_Task to complete:_ Copy out every item below, changing each "Can you spot" to "Can you find" and leaving everything else as it is.

-.-.-

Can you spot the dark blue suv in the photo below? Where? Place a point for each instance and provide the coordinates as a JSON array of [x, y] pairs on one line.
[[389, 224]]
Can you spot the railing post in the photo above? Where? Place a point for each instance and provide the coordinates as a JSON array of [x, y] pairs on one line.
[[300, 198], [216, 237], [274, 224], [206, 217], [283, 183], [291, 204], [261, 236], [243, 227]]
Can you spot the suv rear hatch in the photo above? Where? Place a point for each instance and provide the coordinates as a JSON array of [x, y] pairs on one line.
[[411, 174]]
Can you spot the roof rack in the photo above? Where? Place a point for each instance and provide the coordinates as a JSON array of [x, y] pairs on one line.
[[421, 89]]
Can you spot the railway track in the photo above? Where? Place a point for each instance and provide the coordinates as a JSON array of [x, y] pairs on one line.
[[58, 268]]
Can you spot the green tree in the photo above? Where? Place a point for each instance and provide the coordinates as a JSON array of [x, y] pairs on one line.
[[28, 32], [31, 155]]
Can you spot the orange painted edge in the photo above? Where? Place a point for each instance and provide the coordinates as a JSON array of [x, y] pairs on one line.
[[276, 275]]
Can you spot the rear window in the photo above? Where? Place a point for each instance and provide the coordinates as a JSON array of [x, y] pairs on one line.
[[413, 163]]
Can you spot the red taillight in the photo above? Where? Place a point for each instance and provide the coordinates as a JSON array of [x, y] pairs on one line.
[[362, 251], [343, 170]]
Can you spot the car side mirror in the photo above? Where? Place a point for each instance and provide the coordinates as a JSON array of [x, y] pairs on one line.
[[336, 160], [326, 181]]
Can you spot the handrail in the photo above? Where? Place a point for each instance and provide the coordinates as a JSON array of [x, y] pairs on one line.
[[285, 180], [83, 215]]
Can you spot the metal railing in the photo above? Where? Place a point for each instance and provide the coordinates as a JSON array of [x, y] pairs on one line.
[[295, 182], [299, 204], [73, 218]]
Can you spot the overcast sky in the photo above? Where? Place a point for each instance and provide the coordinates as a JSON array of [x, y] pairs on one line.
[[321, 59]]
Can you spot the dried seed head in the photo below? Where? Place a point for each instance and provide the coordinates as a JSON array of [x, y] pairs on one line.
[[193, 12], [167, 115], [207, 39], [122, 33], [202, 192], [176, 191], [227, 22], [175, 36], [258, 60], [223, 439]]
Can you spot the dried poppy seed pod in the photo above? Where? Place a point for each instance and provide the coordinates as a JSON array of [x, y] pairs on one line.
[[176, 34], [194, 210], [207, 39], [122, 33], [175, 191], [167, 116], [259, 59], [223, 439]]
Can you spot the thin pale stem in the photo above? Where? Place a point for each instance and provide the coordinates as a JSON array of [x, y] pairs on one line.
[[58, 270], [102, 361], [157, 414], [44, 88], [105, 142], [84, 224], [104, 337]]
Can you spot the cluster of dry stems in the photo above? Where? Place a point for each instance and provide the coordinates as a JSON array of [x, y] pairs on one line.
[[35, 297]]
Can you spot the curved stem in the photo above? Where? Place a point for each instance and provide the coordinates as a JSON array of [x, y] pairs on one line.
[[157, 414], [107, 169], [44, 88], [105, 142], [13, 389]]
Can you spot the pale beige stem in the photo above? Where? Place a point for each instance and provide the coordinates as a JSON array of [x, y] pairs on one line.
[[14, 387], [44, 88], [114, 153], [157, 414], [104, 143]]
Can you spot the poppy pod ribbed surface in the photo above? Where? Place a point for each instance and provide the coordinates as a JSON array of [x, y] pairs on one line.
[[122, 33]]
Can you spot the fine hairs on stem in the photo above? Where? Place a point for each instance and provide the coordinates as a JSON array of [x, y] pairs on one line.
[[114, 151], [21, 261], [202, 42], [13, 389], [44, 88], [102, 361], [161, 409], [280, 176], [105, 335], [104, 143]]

-.-.-

_Task answer:_
Can you find the dark blue suv in the photo below? Where? Place a point for each instance and provide the coordinates as a JSON array of [x, y] pairs on one line.
[[389, 224]]
Can you find the railing post in the photo above? Where? Place a point for each instance and provide the coordinates as a JSON array of [x, y] pairs on one line.
[[300, 198], [216, 237], [274, 224], [206, 217], [283, 183], [291, 204], [261, 236], [243, 227]]
Can you find the suv rear hatch in the photo above? Where? Place a point for each instance and provide the coordinates as a JSON array of [x, y] pairs on one line.
[[411, 174]]
Can you find the roof rack in the photo above? Where? Place a point for each instance and provide the coordinates as a JSON array of [x, y] pairs on one line.
[[421, 89]]
Can you find the railway track in the photo above? Where? Place a point for each instance and provide the coordinates as a JSON array of [x, y] pairs on one line.
[[58, 268]]
Can you find the green tree in the photo above? Where? Place a point for each instance and provide the coordinates as a JSON array of [x, y] pairs on one line.
[[28, 32], [31, 155]]
Can you find the orange painted edge in the photo above? Where? Place a point for each instance and provide the coordinates as a JSON array of [x, y] pairs on one line.
[[276, 275]]
Can you find the rear window in the photo above? Where? Place a point for each instance and provide the coordinates as a JSON array of [x, y] pairs on one line.
[[413, 163]]
Can you find the red taillight in the photo above? Where? Place a point for each instance and provide the coordinates as a JSON array of [x, y] pairs on one line.
[[362, 251], [343, 170]]
Can you find the car side mirror in the photo above? Where? Place a point for each instance and provide the coordinates as a JSON array of [x, y] pairs on one line.
[[336, 160], [326, 181]]
Can you find the handrail in the photo above? Where? Place a point for each instance and provide the coordinates as a JSON array of [x, y] pairs on one line.
[[285, 180], [83, 215]]
Can you find the metal railing in the photo above? Where? Place a point for each instance and provide the coordinates as a JSON array of [x, y] pairs on one line.
[[295, 182], [299, 204], [73, 218]]
Can you find the overcast sky in the photo above? Where? Place a point for each instance and provide the coordinates as a JSON array of [x, y] pairs on one line.
[[321, 59]]
Can you find the dried seed head in the photo below? Where? Place a point for each instance and provide the coordinates as a JSON array of [x, y] pairs on one line.
[[193, 12], [167, 115], [207, 39], [122, 33], [202, 192], [176, 191], [227, 22], [175, 36], [258, 60], [223, 439]]
Can you find the dried poppy seed pod in the photo above? Where? Place a point for each instance and provide the coordinates as a JSON array of [x, y] pairs on one line.
[[176, 34], [194, 210], [207, 39], [122, 33], [175, 191], [167, 116], [259, 59], [223, 439]]
Can you find the thin pale stem in the photo above? Where? Place a point for each instance and provide the coordinates as a JSON array of [x, y] pairs on one line.
[[58, 270], [102, 361], [157, 414], [44, 88], [105, 142], [84, 224], [104, 337]]
Can you find the cluster of dry stems in the photo above? Where? Place a point for each instance and provide the coordinates as a JSON array of [x, y] pairs on one line.
[[35, 297]]
Can you find the curved stem in the photo above? Where? Place a point for each instance and provide the coordinates as a JSON array of [x, y] pairs on one line.
[[157, 414], [107, 169], [44, 88], [105, 142], [13, 389]]
Can you find the pale beige stem in the photo above? Where? Place a point for each instance and provide the coordinates as a JSON array of [x, y] pairs on one line.
[[14, 387], [44, 88], [114, 153], [157, 414], [104, 143]]
Can you find the poppy pod ribbed surface in the photo above? Where? Place a point for each instance and provide the coordinates as a JSON array of [x, y] pairs on one line.
[[122, 33]]
Can you find the fine hairs on stem in the photo above? Where? Place a point for each instance and provide the coordinates as a JSON array of [x, y] pairs on one line.
[[114, 151], [21, 261], [202, 42], [13, 389], [44, 88], [102, 361], [161, 409], [280, 176], [105, 335], [104, 143]]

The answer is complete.